=== Exercise instructions ===
Look for the line containing "door in the photo above." in the listing below. Retype that line and every subsequent line through the last one, and only those.
===============
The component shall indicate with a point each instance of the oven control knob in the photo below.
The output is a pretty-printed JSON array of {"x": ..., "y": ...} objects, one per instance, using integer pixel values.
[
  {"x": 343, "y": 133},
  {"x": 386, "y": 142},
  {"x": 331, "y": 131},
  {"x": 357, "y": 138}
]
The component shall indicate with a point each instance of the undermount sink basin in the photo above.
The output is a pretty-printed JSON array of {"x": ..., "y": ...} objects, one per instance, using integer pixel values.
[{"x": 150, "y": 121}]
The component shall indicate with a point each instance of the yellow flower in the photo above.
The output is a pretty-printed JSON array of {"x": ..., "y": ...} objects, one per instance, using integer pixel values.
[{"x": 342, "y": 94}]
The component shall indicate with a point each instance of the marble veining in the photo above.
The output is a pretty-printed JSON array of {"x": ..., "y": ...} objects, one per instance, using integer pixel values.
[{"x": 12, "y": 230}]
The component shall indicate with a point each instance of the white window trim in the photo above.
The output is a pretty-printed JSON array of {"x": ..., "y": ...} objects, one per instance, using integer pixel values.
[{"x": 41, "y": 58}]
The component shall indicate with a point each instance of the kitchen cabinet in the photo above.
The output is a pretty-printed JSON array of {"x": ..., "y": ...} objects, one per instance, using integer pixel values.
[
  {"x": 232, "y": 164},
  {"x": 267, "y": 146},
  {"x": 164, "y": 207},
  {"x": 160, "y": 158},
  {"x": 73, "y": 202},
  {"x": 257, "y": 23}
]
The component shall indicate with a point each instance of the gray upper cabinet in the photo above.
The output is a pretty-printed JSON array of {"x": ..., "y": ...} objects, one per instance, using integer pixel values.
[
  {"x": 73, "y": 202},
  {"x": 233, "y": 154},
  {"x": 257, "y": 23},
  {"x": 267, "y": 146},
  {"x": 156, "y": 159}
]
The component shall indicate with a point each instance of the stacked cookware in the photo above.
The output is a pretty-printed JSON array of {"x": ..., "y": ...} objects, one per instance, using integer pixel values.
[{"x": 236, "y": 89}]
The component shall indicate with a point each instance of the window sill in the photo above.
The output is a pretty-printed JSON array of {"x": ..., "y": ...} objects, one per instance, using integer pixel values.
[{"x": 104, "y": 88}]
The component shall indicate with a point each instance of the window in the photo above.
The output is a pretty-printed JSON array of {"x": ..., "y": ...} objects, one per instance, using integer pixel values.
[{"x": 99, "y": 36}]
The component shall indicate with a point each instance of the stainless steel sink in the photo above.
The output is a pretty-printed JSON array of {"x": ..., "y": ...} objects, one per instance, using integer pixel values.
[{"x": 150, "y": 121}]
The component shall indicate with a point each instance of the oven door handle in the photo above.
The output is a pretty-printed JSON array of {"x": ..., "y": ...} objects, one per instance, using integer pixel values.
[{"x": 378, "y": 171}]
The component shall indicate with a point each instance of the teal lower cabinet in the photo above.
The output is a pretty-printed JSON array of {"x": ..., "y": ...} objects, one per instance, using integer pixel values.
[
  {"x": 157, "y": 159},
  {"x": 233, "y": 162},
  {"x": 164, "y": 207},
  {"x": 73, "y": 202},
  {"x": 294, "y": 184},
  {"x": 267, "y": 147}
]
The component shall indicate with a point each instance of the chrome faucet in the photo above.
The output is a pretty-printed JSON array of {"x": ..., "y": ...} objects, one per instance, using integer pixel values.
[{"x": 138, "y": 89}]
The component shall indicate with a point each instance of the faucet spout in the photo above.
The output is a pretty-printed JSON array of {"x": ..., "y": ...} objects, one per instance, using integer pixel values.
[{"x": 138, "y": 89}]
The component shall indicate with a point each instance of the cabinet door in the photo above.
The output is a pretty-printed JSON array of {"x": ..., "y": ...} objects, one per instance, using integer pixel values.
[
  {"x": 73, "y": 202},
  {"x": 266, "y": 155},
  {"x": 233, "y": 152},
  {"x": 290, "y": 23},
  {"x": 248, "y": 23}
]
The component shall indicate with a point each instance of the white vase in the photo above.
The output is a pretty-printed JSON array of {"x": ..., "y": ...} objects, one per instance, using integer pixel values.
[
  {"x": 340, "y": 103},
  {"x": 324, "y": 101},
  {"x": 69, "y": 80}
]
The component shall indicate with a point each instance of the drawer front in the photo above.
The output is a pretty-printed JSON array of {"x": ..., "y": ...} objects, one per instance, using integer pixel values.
===============
=== Result ===
The component shall indicate with a point each instance of the cabinet door in the photo above.
The output is a pretty-printed JSON array of {"x": ..., "y": ...} objects, one per instance, using integer pixel values.
[
  {"x": 73, "y": 202},
  {"x": 266, "y": 155},
  {"x": 233, "y": 152},
  {"x": 290, "y": 23},
  {"x": 248, "y": 23}
]
The component shall indicate with a point each instance of the white vase in the photo above.
The output is a pretty-printed JSON array of {"x": ..., "y": ...} objects, one per instance, using integer pixel values.
[
  {"x": 340, "y": 103},
  {"x": 324, "y": 101},
  {"x": 69, "y": 80}
]
The component shall indicate with a point each instance of the drawer front in the photo above.
The output is a pretty-printed JSON array of {"x": ..., "y": ...} objects, one per instance, using integer pixel values.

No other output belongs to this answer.